§ Что сделать: Перепишите без изменений часть текста о романе «Бесы», приведенного ниже: всё от слов «Читайте также: |» вниз до слов «Она остановила коня.» включительно.

Читайте также: |
|
Подобные диалоги достаточно редко встречаются в романе “Бесы”. Это связано с литературными аспектами содержания произведения. Диалог между Лизаветой и Степаном Трофимовичем из 3 главы I части является одним их немногих примеров данного типа диалогов.
“– Это он! Степан Трофимович, это вы? Вы? – раздался свежий, резвый, юный голос, как какая-то музыка подле нас.
Мы ничего не видали, а подле нас вдруг появилась наездница, Лизавета Николаевна, со своим всегдашним провожатым. Она остановила коня.
– Идите, идите же скорее! – звала она громко и весело. Я двенадцать лет не видала его и узнала, а он... Неужто не узнаете меня?
Степан Трофимович схватил ее руку, протянутую к нему, и благоговейно поцеловал ее. Он глядел на нее как бы с молитвой и не мог выговорить слова.
– Узнал и рад! Маврикий Николаевич, он в восторге, что видит меня! Что же вы не шли все две недели? Тетя убеждала, что вы больны и что вас нельзя потревожить; но ведь я знаю, тетя лжет. Я все топала ногами и вас бранила, но я непременно, непременно хотела, чтобы вы сами первый пришли, потому и не посылала. Боже, да он нисколько не переменился! – рассматривала она его, наклоняясь с седла, – он до смешного не переменился! Ах нет, есть морщинки, много морщинок у глаз и на щеках, и седые волосы есть, но глаза те же! А я переменилась? Переменилась? Но что же вы все молчите?..
– Вы... я... – лепетал он теперь обрывавшимся от радости голосом, – я сейчас вскричал: “Кто успокоит меня!” – и раздался ваш голос... Я считаю это чудом и начинаю веровать.
– В Бога! В Бога всевышнего, который так велик и так милостив? Видите, я все ваши лекции наизусть помню. Маврикий Николаевич, какую он мне тогда веру преподавал в Бога всевышнего, который так велик и так милостив! А помните ваши рассказы о том, как Колумб открывал Америку и как все закричали: “Земля, земля!” Няня Алена Фроловна говорит, что я после того ночью бредила и во сне кричала: “Земля, земля!” А помните, как вы мне историю принца Гамлета рассказывали? А помните, как вы мне описывали, как из Европы в Америку бедных эмигрантов перевозят? И все-то неправда, я потом все узнала, как перевозят, но как он мне хорошо лгал тогда, Маврикий Николаевич, почти лучше правды! Чего вы так смотрите на Маврикия Николаевича? Это самый лучший и самый верный человек на всем земном шаре, и вы его непременно должны полюбить, как меня! Он делает все, что я хочу. Но, голубчик Степан Трофимович, стало быть, вы опять несчастны, коли среди улицы кричите о том, кто вас успокоит? Несчастны, ведь так? Так?
– Теперь счастлив...
– Тетя обижает? – продолжала она не слушая, – все та же злая, несправедливая и вечно нам бесценная тетя! А помните, как вы бросались ко мне в объятия в саду, а я вас утешала и плакала, – да не бойтесь же Маврикия Николаевича; он про вас, все, все знает, давно, вы можете плакать на его плече только угодно, и он сколько угодно будет стоять!.. Приподнимите шляпу, снимите совсем на минутку, протяните голову, станьте на цыпочки, я вас сейчас поцелую в лоб, как в последний раз поцеловала, когда мы прощались. Видите, та барышня из окна на нас любуется… Ну, ближе, ближе. Боже, как он поседел!”

§ Записанные данные:
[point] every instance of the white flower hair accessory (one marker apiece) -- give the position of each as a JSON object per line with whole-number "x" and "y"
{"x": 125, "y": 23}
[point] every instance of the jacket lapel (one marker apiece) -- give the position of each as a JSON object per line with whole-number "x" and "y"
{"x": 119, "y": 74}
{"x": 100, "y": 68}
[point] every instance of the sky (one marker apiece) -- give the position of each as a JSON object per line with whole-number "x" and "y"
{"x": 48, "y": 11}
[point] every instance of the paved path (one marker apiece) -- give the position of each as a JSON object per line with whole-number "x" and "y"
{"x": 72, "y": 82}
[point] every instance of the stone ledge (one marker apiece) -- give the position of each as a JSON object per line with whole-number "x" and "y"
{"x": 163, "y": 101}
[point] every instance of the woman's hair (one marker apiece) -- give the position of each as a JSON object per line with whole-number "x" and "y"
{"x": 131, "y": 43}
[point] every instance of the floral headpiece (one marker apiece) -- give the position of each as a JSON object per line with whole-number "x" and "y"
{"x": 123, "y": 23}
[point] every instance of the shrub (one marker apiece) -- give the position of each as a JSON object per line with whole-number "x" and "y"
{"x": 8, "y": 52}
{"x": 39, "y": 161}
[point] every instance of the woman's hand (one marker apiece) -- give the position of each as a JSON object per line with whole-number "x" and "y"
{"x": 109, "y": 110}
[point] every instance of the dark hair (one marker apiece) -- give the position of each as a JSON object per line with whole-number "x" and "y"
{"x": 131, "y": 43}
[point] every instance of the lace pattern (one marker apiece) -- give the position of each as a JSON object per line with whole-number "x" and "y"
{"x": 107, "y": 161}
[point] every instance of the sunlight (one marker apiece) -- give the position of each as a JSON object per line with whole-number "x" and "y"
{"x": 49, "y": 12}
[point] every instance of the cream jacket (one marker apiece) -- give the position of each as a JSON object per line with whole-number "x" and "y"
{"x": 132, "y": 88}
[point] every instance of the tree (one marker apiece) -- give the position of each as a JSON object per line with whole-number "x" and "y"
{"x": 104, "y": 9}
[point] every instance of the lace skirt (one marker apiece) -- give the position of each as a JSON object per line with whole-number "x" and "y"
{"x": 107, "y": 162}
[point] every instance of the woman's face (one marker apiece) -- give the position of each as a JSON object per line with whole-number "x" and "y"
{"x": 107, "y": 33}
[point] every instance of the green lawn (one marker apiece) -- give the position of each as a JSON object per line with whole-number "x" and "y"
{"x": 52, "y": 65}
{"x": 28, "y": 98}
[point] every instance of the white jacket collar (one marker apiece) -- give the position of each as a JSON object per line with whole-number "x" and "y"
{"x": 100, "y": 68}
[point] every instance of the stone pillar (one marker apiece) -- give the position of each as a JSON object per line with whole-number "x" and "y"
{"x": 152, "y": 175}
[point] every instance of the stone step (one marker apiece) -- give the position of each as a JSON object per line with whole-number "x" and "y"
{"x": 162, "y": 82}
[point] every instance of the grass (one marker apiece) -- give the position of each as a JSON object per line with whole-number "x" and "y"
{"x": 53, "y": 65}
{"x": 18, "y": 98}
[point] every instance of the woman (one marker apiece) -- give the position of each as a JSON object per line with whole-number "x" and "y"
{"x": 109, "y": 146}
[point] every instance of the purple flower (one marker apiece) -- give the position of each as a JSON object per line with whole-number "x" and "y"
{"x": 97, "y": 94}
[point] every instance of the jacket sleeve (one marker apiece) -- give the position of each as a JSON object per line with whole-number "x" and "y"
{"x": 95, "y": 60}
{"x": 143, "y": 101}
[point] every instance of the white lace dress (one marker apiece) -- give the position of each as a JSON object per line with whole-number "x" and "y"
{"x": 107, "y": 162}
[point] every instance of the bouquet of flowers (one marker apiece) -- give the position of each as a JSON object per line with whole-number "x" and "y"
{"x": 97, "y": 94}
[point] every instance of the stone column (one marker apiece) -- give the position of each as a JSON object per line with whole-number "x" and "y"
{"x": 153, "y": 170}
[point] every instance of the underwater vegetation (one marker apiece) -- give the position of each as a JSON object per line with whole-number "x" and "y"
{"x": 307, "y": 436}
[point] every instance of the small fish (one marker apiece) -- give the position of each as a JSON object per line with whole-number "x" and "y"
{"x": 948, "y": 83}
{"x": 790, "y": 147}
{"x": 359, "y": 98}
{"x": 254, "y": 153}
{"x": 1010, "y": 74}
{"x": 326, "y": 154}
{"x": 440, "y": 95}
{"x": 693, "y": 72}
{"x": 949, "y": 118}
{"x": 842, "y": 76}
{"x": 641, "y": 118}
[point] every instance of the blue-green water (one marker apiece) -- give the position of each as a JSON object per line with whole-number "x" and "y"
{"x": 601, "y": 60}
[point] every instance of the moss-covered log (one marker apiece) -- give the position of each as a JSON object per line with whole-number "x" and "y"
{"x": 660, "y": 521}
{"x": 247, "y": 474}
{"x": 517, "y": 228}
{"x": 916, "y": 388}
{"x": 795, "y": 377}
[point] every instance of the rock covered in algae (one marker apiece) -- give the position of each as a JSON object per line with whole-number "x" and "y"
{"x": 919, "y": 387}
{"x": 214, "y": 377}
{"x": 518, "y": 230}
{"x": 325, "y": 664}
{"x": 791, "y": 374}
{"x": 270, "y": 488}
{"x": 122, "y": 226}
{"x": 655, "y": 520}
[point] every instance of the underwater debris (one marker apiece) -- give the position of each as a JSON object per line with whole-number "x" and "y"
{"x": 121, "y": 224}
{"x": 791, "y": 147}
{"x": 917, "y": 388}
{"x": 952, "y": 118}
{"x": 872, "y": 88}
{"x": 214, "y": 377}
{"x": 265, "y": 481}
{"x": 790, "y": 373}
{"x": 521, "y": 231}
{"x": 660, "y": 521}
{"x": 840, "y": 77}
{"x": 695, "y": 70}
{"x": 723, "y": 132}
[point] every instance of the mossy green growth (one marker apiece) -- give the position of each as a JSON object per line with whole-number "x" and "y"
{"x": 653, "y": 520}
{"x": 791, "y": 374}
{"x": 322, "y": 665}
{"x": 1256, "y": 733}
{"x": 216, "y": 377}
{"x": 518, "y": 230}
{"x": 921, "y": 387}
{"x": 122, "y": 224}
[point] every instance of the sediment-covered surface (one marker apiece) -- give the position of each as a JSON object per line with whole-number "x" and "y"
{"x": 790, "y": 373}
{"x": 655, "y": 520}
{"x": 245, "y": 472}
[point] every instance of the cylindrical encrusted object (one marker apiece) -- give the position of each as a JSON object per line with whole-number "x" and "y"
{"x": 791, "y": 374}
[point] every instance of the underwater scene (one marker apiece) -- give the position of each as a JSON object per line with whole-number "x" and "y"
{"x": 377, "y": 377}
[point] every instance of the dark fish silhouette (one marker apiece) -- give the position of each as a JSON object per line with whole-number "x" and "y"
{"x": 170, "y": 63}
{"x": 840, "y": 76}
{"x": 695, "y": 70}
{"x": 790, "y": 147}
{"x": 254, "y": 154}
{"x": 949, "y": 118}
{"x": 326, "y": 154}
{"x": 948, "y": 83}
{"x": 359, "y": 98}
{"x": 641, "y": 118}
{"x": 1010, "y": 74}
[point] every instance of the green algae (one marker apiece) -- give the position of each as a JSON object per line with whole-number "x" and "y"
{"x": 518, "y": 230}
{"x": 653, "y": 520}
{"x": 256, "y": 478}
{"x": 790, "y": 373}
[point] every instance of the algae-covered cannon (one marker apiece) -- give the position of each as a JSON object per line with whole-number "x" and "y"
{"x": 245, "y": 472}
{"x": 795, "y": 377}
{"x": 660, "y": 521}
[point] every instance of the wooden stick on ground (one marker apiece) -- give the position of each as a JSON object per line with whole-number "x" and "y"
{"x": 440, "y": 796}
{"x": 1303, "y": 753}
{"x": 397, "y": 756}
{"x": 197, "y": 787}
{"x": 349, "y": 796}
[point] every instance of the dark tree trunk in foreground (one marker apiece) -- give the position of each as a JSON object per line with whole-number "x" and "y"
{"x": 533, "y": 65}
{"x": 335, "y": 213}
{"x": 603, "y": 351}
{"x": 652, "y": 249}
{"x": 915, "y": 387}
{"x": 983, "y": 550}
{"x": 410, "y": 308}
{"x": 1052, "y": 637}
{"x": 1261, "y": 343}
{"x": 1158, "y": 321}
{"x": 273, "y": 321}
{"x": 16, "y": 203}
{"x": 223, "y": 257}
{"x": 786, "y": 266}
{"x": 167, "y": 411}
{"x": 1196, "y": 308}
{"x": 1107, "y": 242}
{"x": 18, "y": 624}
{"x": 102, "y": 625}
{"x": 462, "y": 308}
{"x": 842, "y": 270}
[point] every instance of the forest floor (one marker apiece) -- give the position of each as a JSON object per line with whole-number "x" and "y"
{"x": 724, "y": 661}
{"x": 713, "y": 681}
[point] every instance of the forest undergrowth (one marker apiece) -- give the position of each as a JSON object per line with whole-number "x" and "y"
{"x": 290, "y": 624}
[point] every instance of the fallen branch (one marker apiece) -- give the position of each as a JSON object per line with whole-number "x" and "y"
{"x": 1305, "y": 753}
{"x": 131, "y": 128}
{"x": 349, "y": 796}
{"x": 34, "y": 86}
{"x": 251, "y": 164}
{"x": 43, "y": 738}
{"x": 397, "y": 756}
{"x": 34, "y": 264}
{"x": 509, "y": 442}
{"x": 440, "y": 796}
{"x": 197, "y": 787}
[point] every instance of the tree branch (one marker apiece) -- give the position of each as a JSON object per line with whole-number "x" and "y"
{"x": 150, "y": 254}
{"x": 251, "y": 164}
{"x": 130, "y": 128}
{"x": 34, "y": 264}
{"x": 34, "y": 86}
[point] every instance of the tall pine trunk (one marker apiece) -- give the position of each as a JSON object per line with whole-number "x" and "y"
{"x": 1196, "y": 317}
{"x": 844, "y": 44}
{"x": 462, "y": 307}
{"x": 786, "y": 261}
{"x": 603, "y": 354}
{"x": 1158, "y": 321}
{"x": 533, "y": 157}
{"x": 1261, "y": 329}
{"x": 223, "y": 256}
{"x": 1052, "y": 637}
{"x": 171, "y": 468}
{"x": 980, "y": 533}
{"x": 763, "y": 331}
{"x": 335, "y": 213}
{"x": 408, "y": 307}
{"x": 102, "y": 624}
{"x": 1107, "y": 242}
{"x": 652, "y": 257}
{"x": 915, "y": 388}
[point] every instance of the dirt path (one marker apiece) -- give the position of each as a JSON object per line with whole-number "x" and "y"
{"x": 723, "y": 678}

§ Результат задания:
Читайте также: |
|
Подобные диалоги достаточно редко встречаются в романе “Бесы”. Это связано с литературными аспектами содержания произведения. Диалог между Лизаветой и Степаном Трофимовичем из 3 главы I части является одним их немногих примеров данного типа диалогов.
“– Это он! Степан Трофимович, это вы? Вы? – раздался свежий, резвый, юный голос, как какая-то музыка подле нас.
Мы ничего не видали, а подле нас вдруг появилась наездница, Лизавета Николаевна, со своим всегдашним провожатым. Она остановила коня.